■ REQUEST ■
Replace "drop a point" with "place a marker" in everything from the line containing "Find the stone;" down to the line containing "Query: muddy road", and write out only those lines, otherwise unchanged.

[Items from a data source]
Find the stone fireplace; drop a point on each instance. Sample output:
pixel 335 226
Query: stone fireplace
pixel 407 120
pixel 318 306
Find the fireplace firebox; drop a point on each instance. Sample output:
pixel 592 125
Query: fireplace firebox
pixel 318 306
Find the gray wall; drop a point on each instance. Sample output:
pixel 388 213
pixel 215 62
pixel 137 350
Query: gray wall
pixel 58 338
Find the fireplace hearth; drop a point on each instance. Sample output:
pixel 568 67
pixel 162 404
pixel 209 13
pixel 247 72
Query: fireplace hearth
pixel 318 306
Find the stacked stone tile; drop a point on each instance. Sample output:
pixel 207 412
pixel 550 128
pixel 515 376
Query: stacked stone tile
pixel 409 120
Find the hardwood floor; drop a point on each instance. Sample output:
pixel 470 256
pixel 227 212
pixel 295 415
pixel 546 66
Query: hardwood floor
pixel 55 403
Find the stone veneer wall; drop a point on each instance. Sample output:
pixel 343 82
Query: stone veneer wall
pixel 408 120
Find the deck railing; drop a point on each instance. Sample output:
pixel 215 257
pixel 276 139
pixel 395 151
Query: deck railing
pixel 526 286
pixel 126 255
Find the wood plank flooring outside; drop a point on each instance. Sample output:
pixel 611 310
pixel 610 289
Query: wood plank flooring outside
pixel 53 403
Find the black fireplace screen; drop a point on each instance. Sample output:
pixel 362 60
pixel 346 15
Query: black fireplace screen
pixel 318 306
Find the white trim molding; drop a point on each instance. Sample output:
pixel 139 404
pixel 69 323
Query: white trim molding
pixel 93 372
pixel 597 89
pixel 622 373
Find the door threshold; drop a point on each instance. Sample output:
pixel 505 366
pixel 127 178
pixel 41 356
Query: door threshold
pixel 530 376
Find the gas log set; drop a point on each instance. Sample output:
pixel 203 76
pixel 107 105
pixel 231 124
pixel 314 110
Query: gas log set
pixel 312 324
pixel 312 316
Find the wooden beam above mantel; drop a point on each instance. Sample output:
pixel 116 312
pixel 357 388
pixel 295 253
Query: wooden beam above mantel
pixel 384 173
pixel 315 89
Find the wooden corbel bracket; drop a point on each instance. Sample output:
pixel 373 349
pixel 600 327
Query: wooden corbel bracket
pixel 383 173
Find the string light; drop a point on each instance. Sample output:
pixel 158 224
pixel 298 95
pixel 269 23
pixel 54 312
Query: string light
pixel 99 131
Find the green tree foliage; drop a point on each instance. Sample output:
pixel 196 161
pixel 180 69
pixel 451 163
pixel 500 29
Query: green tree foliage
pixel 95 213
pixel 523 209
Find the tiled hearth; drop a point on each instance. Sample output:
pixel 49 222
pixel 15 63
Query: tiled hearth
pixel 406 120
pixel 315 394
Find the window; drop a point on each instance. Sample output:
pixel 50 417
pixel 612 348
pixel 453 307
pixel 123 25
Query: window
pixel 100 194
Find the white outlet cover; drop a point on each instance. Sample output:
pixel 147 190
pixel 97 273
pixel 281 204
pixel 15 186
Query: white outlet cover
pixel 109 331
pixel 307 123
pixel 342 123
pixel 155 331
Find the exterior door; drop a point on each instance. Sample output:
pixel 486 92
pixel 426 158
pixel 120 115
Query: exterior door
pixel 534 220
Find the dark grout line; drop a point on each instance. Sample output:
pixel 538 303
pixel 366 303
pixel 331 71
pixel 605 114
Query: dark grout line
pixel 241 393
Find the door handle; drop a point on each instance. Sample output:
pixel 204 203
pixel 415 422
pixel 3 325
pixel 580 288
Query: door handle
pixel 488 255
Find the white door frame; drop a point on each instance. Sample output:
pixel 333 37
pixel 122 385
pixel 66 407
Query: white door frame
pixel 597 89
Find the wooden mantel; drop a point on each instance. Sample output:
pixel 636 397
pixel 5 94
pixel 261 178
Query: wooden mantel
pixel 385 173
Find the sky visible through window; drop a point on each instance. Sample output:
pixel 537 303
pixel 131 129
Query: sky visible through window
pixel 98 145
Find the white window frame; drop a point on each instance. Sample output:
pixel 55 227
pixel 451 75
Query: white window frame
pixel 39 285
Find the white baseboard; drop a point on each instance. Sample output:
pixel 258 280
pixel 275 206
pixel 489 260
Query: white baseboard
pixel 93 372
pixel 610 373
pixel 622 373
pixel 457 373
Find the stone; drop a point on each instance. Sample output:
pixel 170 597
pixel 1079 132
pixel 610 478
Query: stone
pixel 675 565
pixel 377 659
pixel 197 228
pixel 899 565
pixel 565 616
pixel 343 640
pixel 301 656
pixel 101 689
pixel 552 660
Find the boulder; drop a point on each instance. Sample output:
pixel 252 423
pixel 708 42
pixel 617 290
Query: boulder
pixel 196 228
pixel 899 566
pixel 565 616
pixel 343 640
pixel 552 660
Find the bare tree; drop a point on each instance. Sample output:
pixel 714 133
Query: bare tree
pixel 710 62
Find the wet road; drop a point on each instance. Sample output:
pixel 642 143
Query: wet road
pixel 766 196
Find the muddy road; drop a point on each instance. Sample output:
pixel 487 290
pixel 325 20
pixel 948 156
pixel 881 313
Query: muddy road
==
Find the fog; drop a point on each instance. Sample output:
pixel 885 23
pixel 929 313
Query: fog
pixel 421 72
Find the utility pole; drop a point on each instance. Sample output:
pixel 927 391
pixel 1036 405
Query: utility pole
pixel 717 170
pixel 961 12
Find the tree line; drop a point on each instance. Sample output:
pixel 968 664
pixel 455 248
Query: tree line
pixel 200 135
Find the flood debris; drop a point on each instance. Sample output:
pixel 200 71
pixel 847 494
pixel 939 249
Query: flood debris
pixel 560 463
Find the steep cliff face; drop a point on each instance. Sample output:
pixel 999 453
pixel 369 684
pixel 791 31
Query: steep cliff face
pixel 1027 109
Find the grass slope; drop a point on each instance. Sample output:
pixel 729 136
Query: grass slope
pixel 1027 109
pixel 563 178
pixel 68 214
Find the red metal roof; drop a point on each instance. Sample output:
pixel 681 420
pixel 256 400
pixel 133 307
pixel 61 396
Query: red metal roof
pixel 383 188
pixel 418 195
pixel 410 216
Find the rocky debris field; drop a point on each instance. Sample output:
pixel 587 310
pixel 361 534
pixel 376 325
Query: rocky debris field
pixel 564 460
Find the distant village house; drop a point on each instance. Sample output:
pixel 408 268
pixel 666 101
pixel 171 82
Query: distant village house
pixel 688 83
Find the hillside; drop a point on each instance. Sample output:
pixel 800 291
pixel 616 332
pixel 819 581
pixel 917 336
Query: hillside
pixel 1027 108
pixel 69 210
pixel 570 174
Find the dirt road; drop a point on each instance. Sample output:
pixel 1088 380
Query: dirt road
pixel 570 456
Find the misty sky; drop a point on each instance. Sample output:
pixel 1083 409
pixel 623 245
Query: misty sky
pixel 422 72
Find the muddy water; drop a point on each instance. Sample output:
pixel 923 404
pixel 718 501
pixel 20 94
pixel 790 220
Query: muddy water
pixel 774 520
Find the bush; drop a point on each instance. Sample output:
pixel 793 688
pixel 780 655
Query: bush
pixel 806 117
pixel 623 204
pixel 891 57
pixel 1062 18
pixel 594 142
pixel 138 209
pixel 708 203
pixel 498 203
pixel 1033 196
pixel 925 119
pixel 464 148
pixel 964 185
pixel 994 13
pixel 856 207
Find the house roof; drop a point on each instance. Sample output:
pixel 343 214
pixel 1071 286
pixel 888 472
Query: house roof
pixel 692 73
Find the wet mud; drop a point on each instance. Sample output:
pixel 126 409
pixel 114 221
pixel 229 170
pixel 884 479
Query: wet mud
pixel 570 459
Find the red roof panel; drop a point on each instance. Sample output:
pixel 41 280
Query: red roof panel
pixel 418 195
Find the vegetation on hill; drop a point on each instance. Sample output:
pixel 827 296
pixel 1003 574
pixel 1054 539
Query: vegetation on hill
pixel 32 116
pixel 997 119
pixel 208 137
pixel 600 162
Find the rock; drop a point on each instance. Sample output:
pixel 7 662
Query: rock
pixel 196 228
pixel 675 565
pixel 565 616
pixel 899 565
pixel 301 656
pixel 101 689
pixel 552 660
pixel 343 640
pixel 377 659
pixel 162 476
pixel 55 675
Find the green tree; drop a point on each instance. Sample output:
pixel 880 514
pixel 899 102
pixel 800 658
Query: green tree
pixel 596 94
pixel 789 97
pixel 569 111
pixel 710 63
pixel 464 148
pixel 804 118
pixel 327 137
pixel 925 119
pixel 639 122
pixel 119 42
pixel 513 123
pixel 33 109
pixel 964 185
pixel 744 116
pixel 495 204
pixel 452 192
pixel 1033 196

■ COMPLETE RESPONSE ■
Find the stone; place a marker on each instance. Sample output:
pixel 170 597
pixel 1079 132
pixel 610 478
Query: stone
pixel 675 565
pixel 377 659
pixel 197 228
pixel 899 565
pixel 565 616
pixel 343 640
pixel 301 656
pixel 101 689
pixel 552 660
Find the boulder; place a marker on each instance. Sample output:
pixel 252 423
pixel 708 42
pixel 617 290
Query: boulder
pixel 196 228
pixel 899 566
pixel 565 616
pixel 343 640
pixel 552 660
Find the bare tree; place a marker on each instance. Sample output:
pixel 714 133
Query: bare tree
pixel 710 62
Find the wet road; place a marker on each instance. Sample output:
pixel 642 143
Query: wet road
pixel 766 196
Find the muddy road; place a marker on each instance. Sample output:
pixel 487 290
pixel 325 20
pixel 948 156
pixel 881 313
Query: muddy road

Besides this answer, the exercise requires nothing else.